Can you reproduce the listing below with every "thickest part" changed to "widest part" and nothing else altered?
****
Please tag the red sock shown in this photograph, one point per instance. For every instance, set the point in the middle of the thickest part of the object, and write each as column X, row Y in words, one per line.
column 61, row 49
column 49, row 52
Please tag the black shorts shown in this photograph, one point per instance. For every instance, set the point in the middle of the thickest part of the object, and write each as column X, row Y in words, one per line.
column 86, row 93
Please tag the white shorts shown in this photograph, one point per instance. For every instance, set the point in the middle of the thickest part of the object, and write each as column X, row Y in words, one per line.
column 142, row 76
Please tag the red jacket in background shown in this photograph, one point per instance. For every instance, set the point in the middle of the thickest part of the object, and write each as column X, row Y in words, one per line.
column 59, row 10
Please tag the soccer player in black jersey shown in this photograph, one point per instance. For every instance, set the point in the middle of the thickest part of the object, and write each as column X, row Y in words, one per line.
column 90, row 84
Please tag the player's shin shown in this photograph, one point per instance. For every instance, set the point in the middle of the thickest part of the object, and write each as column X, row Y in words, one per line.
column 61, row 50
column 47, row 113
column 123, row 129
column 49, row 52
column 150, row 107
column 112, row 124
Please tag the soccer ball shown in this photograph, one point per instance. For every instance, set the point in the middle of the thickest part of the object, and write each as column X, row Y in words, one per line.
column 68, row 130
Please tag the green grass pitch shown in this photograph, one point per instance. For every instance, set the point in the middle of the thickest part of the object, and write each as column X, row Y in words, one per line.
****
- The answer -
Please tag the red sock shown in this photograph, one point per instance. For every instance, set the point in the middle of the widest part of the object, and write each as column X, row Y in words, one per line.
column 61, row 49
column 49, row 52
Please tag the black shorts shown in this photograph, one point per instance. For every instance, set the point in the middle of the widest part of the object, and write each as column X, row Y in words, one per line.
column 86, row 93
Please tag the white shorts shown in this photograph, one point per instance. For every instance, set the point in the middle of the widest part of the object, and write each as column X, row Y in words, one per line.
column 142, row 76
Please tag the red jacket in background shown in this photograph, one point per instance. For every instance, set the point in the middle of the widest part of the object, and write each as column X, row Y in words, one per line.
column 59, row 10
Please tag the soccer player in black jersey shown in this photograph, one point per instance. For every instance, set the point in the middle of the widest part of the object, and write each as column X, row Y in words, one per line.
column 90, row 84
Please tag the player's shin shown in this photograph, one point per instance. For every instance, set the point in the middle of the widest part of the object, and write each as column X, row Y in words, one per line.
column 61, row 50
column 47, row 113
column 123, row 129
column 49, row 52
column 150, row 107
column 112, row 124
Please tag the soccer ball shown in this photograph, one point per instance. For every instance, set the point in the middle of the widest part of the object, and write each as column X, row Y in words, one per line.
column 68, row 130
Please tag the green grass pitch shown in this photograph, one point per instance. For every instance, set the point in the middle of the widest part of the object, and write each as column X, row Y in words, one per line.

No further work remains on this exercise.